Task to carry out → Write all entries out exactly, images excluded.

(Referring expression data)
──────────

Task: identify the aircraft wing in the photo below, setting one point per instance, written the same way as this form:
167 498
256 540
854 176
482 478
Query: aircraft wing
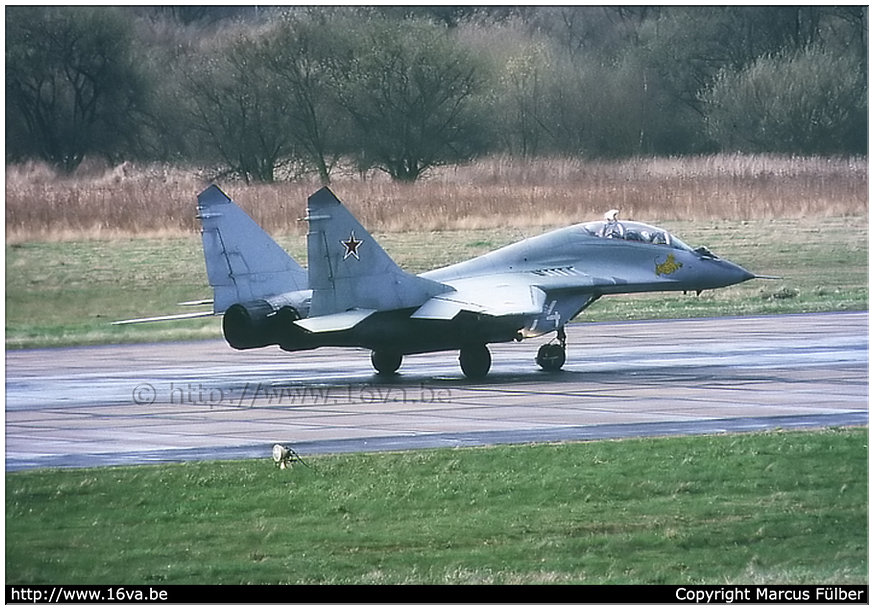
500 295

──────────

Answer to this exercise →
Task: identify the aircraft wing in the photo below, setting one point per instance, written the same way as this form:
167 498
256 540
854 176
482 478
Query: aircraft wing
500 295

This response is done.